> Requisitos da tarefa: Informe, copiando-as por inteiro, todas as linhas dos registros abaixo que contêm a palavra "group". A busca diferencia maiúsculas de minúsculas.

> Linhas de dados:
————

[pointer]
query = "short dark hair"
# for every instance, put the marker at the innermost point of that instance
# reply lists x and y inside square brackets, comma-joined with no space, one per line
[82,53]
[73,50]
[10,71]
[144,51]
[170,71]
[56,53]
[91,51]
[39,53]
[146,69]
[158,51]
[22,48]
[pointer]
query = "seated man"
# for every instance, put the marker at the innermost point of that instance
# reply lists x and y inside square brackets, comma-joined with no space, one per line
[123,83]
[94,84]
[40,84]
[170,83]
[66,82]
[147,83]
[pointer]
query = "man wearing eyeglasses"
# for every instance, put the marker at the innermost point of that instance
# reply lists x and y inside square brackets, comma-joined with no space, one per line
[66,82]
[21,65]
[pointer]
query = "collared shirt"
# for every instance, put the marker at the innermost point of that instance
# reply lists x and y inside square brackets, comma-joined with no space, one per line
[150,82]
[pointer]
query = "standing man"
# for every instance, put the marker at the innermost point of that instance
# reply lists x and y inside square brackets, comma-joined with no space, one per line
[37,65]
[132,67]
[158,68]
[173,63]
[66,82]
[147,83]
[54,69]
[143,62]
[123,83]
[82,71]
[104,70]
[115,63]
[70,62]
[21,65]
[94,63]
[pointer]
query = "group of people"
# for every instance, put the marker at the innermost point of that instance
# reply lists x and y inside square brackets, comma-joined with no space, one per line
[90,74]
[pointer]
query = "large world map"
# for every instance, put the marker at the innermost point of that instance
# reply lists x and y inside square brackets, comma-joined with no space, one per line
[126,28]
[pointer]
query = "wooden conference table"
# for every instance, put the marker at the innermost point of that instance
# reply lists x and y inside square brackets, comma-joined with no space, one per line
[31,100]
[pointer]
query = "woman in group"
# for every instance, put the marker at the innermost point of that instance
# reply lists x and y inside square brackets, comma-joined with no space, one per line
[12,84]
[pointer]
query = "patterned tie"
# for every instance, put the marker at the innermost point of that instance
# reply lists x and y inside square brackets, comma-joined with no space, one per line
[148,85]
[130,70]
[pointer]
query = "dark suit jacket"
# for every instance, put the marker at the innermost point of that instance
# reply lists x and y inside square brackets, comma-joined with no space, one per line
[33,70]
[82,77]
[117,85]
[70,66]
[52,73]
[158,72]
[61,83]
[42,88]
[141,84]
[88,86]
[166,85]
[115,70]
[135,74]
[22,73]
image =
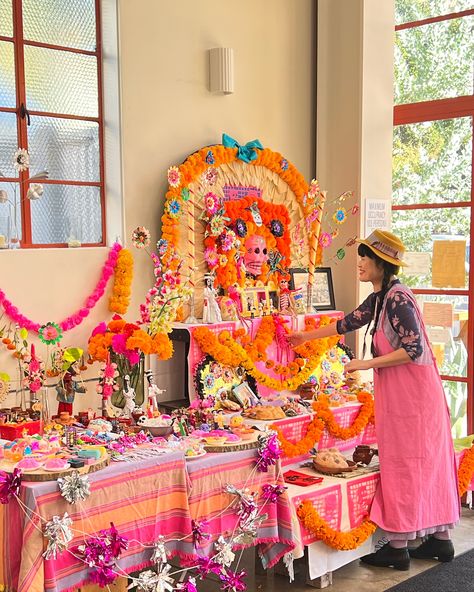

————

> Resposta à tarefa:
query = "group of people"
query = "woman in group"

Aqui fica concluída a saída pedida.